=== Extracted data entries ===
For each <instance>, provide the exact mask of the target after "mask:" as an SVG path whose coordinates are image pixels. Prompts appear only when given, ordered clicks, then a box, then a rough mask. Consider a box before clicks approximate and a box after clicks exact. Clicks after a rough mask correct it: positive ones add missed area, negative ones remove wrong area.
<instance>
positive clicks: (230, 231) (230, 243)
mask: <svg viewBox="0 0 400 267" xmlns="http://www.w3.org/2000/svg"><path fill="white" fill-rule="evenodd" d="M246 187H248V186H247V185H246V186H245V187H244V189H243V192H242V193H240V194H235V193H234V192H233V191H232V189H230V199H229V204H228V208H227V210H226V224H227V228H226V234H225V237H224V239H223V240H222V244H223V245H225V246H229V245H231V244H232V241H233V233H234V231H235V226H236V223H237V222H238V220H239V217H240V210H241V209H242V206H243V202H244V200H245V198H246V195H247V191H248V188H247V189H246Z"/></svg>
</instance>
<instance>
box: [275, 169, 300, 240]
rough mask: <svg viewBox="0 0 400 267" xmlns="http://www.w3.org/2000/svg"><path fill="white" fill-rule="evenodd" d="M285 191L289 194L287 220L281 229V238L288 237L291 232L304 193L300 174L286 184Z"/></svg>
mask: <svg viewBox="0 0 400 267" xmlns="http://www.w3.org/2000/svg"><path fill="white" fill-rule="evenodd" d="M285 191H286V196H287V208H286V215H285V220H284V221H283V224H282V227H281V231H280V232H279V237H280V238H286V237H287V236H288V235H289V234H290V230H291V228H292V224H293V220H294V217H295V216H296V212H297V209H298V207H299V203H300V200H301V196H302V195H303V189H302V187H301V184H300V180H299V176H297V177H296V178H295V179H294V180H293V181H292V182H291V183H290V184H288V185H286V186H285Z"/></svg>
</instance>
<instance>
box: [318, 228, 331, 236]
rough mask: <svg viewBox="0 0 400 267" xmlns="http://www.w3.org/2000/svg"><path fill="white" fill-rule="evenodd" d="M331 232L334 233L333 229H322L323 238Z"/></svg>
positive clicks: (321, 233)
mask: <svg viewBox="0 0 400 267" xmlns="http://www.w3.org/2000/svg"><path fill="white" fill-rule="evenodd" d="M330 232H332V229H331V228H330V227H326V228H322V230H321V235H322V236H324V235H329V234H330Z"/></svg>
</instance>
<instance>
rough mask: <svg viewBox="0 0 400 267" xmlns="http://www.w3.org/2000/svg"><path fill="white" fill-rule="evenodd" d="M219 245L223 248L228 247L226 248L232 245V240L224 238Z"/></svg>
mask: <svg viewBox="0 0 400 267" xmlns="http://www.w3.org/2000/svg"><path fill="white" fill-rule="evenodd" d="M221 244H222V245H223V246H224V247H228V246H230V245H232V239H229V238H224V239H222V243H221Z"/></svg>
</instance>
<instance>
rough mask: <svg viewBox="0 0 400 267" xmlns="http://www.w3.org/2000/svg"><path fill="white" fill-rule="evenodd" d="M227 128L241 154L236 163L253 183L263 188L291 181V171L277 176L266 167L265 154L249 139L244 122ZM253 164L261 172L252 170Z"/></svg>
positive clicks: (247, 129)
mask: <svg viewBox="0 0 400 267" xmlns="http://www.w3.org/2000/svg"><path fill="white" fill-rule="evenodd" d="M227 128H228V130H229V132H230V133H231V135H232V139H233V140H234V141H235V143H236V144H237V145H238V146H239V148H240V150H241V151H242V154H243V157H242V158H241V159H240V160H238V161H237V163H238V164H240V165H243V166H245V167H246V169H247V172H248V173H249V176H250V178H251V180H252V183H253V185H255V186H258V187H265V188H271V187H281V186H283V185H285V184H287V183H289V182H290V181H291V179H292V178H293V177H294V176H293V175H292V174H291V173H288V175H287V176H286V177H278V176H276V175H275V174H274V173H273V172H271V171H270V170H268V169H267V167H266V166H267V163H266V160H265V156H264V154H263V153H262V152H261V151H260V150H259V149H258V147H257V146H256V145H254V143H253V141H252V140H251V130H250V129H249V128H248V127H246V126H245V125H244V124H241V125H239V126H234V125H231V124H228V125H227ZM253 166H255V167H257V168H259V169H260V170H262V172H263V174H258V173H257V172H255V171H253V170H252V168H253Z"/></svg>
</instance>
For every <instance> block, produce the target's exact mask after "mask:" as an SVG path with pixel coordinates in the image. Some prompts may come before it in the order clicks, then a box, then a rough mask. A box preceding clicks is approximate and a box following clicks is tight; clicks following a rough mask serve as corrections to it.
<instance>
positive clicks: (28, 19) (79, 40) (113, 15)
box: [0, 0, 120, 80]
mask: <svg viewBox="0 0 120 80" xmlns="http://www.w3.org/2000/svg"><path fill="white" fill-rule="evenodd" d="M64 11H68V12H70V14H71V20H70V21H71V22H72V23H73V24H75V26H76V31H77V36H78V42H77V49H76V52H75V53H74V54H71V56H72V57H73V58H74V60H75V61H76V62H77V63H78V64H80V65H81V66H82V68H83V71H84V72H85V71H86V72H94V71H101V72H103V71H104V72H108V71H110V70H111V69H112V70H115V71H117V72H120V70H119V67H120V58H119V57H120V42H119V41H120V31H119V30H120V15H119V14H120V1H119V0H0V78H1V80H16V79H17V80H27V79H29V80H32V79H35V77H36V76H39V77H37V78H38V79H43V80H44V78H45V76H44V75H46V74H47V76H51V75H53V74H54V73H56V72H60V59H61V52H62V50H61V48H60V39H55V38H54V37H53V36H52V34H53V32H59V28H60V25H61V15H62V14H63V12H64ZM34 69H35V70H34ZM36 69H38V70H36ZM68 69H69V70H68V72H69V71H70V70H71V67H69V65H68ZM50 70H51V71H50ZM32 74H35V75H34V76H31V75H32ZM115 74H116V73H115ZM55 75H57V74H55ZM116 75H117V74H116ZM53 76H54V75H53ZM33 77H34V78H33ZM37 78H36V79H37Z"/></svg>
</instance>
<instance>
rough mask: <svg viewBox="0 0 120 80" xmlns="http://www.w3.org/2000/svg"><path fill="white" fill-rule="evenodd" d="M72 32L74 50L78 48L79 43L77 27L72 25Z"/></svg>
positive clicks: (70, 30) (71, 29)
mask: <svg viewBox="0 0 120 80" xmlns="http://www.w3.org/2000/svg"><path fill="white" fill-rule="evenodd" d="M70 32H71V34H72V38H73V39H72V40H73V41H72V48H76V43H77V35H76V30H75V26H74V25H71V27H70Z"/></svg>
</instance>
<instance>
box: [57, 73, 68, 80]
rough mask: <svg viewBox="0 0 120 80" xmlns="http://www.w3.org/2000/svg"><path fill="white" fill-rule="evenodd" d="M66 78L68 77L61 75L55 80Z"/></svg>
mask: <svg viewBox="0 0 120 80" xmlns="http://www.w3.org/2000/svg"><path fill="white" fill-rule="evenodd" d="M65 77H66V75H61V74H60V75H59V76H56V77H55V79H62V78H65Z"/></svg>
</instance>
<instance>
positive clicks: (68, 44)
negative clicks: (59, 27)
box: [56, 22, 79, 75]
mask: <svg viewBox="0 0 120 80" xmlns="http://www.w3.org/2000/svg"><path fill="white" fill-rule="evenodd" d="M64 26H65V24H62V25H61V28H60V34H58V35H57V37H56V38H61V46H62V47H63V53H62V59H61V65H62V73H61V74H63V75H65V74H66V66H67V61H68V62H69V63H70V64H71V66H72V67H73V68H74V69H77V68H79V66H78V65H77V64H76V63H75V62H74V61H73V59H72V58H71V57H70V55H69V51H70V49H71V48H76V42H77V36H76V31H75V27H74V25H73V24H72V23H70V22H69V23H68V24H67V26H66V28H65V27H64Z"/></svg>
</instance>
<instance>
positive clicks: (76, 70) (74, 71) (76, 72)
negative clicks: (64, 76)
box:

=== WHAT THIS TASK INVOLVES ===
Copy the entries word for word.

=== OUTPUT FOR THIS EXERCISE ===
For each <instance>, provide the exact mask of the target after "mask:" as an SVG path whose coordinates are image pixels. Prompts appear only when given, ordered clicks, then a box, then a rough mask. Consider a box before clicks approximate and a box after clicks exact. Clicks after a rough mask correct it: positive ones add missed area, negative ones remove wrong area.
<instance>
positive clicks: (230, 231) (230, 243)
mask: <svg viewBox="0 0 400 267" xmlns="http://www.w3.org/2000/svg"><path fill="white" fill-rule="evenodd" d="M246 187H248V186H247V185H246V186H245V187H244V189H243V192H242V193H240V194H235V193H234V192H233V191H232V189H230V199H229V204H228V208H227V210H226V224H227V228H226V234H225V237H224V239H223V240H222V244H223V245H225V246H229V245H231V244H232V241H233V233H234V231H235V226H236V223H237V222H238V220H239V217H240V210H241V209H242V206H243V202H244V200H245V198H246V195H247V191H248V188H247V189H246Z"/></svg>
</instance>
<instance>
box: [275, 169, 300, 240]
rough mask: <svg viewBox="0 0 400 267" xmlns="http://www.w3.org/2000/svg"><path fill="white" fill-rule="evenodd" d="M285 191L289 194L287 220L281 229V238L288 237L291 232L304 193L300 174L286 184Z"/></svg>
mask: <svg viewBox="0 0 400 267" xmlns="http://www.w3.org/2000/svg"><path fill="white" fill-rule="evenodd" d="M285 191H286V196H287V208H286V215H285V220H284V221H283V224H282V227H281V231H280V232H279V237H280V238H286V237H287V236H288V235H289V234H290V230H291V228H292V224H293V220H294V217H295V216H296V212H297V209H298V207H299V203H300V200H301V196H302V195H303V189H302V187H301V184H300V180H299V176H297V177H296V178H295V179H294V180H293V181H292V182H291V183H290V184H288V185H286V186H285Z"/></svg>
</instance>
<instance>
box: [318, 228, 331, 236]
rough mask: <svg viewBox="0 0 400 267" xmlns="http://www.w3.org/2000/svg"><path fill="white" fill-rule="evenodd" d="M331 232L334 233L333 229H322L323 238Z"/></svg>
positive clicks: (321, 233)
mask: <svg viewBox="0 0 400 267" xmlns="http://www.w3.org/2000/svg"><path fill="white" fill-rule="evenodd" d="M330 232H332V229H331V228H330V227H326V228H322V230H321V235H322V236H324V235H329V234H330Z"/></svg>
</instance>
<instance>
rough mask: <svg viewBox="0 0 400 267" xmlns="http://www.w3.org/2000/svg"><path fill="white" fill-rule="evenodd" d="M219 245L223 248L228 247L226 248L232 245V240L224 238Z"/></svg>
mask: <svg viewBox="0 0 400 267" xmlns="http://www.w3.org/2000/svg"><path fill="white" fill-rule="evenodd" d="M221 244H222V245H223V246H224V247H228V246H230V245H232V239H229V238H224V239H222V243H221Z"/></svg>
</instance>
<instance>
rough mask: <svg viewBox="0 0 400 267" xmlns="http://www.w3.org/2000/svg"><path fill="white" fill-rule="evenodd" d="M227 128L241 154L236 163L253 183L263 188L291 181V171L277 176L266 167L265 154L249 139L244 122ZM253 164L261 172L252 170Z"/></svg>
positive clicks: (247, 129)
mask: <svg viewBox="0 0 400 267" xmlns="http://www.w3.org/2000/svg"><path fill="white" fill-rule="evenodd" d="M227 128H228V130H229V132H230V133H231V135H232V139H233V140H234V141H235V143H236V144H237V145H238V146H239V148H240V150H241V151H242V154H243V157H242V158H241V159H240V160H238V161H237V163H238V164H240V165H243V166H245V167H246V169H247V172H248V173H249V176H250V178H251V180H252V183H253V185H255V186H258V187H265V188H271V187H281V186H283V185H285V184H287V183H289V182H290V181H291V179H292V178H293V177H294V176H293V175H292V174H291V173H288V175H287V176H286V177H278V176H276V175H275V174H274V173H273V172H271V171H270V170H268V169H267V167H266V166H267V163H266V160H265V156H264V154H263V153H262V152H261V151H260V150H259V149H258V147H257V146H256V145H254V143H253V141H252V140H251V130H250V129H249V128H248V127H246V126H245V125H244V124H241V125H239V126H234V125H231V124H228V125H227ZM253 166H255V167H257V168H259V169H260V170H262V172H263V174H258V173H257V172H255V171H253V170H252V168H253Z"/></svg>
</instance>
For every <instance> block, produce the target's exact mask after "mask:" as an SVG path with pixel coordinates in the image. Some prompts may come before it in the order clicks, then a box, then a rough mask. A box preceding clicks is approximate and a box following clicks is tight; clicks following a rough mask serve as corrections to it.
<instance>
positive clicks: (28, 19) (79, 40) (113, 15)
box: [0, 0, 120, 80]
mask: <svg viewBox="0 0 120 80" xmlns="http://www.w3.org/2000/svg"><path fill="white" fill-rule="evenodd" d="M64 11H68V12H70V14H71V20H70V21H71V22H72V23H73V24H75V26H76V31H77V36H78V42H77V49H76V52H75V53H74V54H71V56H72V57H73V58H74V60H75V61H76V62H77V63H78V64H80V65H81V66H82V68H83V71H84V72H85V71H86V72H94V71H101V72H103V71H104V72H108V71H110V70H111V69H112V70H115V71H117V72H120V70H119V67H120V58H119V57H120V42H119V41H120V31H119V30H120V15H119V14H120V1H119V0H0V78H1V80H16V79H17V80H27V79H29V80H32V79H35V77H36V76H39V77H37V78H38V79H43V80H44V78H45V76H44V75H46V74H47V76H51V75H53V74H54V73H56V72H60V59H61V52H62V50H61V48H60V39H55V38H54V37H53V36H52V34H53V32H59V28H60V25H61V15H62V14H63V12H64ZM34 69H35V70H34ZM36 69H38V70H36ZM68 69H69V70H68V72H69V71H70V70H71V67H69V65H68ZM50 70H51V71H50ZM32 74H35V75H34V76H31V75H32ZM115 74H116V73H115ZM55 75H57V74H55ZM116 75H117V74H116ZM53 76H54V75H53ZM33 77H34V78H33ZM37 78H36V79H37Z"/></svg>
</instance>
<instance>
rough mask: <svg viewBox="0 0 120 80" xmlns="http://www.w3.org/2000/svg"><path fill="white" fill-rule="evenodd" d="M72 32L74 50L78 48L79 43L77 27L72 25Z"/></svg>
positive clicks: (70, 30) (71, 29)
mask: <svg viewBox="0 0 120 80" xmlns="http://www.w3.org/2000/svg"><path fill="white" fill-rule="evenodd" d="M70 32H71V34H72V38H73V39H72V40H73V41H72V48H76V43H77V35H76V30H75V26H74V25H71V27H70Z"/></svg>
</instance>
<instance>
box: [57, 73, 68, 80]
rough mask: <svg viewBox="0 0 120 80" xmlns="http://www.w3.org/2000/svg"><path fill="white" fill-rule="evenodd" d="M66 78L68 77L61 75L55 80Z"/></svg>
mask: <svg viewBox="0 0 120 80" xmlns="http://www.w3.org/2000/svg"><path fill="white" fill-rule="evenodd" d="M65 77H66V75H61V74H60V75H59V76H56V77H55V79H62V78H65Z"/></svg>
</instance>
<instance>
positive clicks: (68, 44)
negative clicks: (59, 27)
box: [56, 22, 79, 75]
mask: <svg viewBox="0 0 120 80" xmlns="http://www.w3.org/2000/svg"><path fill="white" fill-rule="evenodd" d="M64 26H65V24H62V25H61V28H60V34H58V35H57V37H56V38H61V46H62V47H63V53H62V59H61V65H62V73H61V74H63V75H65V74H66V66H67V61H68V62H69V63H70V64H71V66H72V67H73V68H74V69H77V68H79V66H78V65H77V64H76V63H75V62H74V61H73V59H72V58H71V57H70V55H69V51H70V49H71V48H76V42H77V36H76V31H75V27H74V25H73V24H72V23H70V22H69V23H68V24H67V26H66V28H65V27H64Z"/></svg>
</instance>
<instance>
positive clicks: (76, 70) (74, 71) (76, 72)
negative clicks: (64, 76)
box:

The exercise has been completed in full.